*What the exercise asks*:
Print out each record below, unaltered and complete, without its images.

(Lines of data)
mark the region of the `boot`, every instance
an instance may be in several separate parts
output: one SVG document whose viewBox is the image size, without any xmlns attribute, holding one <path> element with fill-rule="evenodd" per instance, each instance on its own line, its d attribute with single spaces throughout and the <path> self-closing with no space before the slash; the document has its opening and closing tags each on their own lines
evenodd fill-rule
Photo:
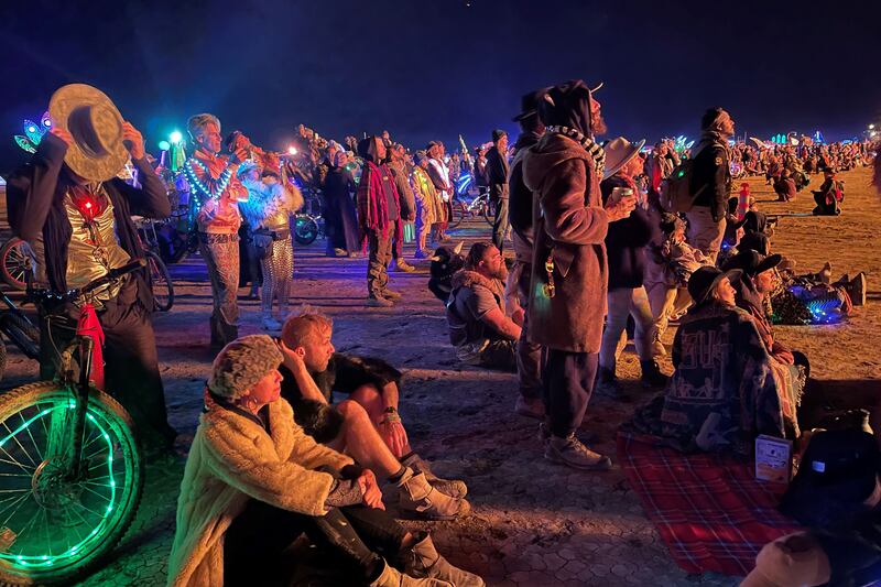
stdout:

*Output for this task*:
mark the region of the `boot`, every instance
an instance may be in several separate parts
output: one SVG document whose viewBox is the image size, without any xmlns attribute, holding one <path> element with fill-rule="evenodd" per instance, each instance on its own line, its d attribute with single spaces throughout and the <path> self-closing with no space before the slash; the document has its opening and closing tags each on their own lines
evenodd fill-rule
Photo:
stdout:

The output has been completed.